[Entries from a dataset]

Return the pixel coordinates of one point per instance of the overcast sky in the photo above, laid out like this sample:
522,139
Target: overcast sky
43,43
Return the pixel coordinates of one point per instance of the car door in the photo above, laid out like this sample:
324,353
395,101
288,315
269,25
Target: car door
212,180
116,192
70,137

---

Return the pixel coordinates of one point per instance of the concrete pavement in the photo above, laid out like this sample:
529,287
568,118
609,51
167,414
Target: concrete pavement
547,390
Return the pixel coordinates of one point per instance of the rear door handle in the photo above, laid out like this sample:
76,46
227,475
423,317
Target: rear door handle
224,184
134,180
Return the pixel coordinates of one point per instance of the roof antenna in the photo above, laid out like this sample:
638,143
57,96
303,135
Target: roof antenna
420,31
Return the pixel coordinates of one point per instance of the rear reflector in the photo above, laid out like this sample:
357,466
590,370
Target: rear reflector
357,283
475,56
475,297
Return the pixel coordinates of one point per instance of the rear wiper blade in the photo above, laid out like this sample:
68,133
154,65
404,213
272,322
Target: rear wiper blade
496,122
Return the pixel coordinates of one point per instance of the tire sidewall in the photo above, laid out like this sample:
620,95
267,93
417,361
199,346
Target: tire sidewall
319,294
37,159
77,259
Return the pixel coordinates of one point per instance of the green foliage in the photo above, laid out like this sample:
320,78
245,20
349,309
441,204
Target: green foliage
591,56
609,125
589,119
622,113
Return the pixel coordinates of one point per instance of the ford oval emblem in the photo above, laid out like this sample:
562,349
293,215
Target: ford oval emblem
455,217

--

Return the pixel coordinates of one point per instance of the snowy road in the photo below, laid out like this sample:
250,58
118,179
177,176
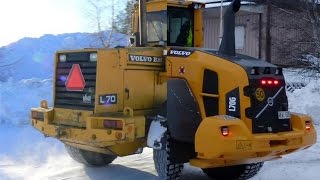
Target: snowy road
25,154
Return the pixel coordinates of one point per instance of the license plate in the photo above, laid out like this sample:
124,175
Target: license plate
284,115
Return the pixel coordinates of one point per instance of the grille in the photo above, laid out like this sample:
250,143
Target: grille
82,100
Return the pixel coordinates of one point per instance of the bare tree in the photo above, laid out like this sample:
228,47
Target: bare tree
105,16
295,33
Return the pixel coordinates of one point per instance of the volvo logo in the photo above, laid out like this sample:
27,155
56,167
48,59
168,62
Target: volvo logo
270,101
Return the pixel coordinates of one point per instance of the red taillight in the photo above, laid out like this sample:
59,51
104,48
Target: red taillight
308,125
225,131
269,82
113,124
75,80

(Task details):
How many lines in the entries above contain the string "snowy", with case taken into account? Give only the number.

(Result of this exercise):
2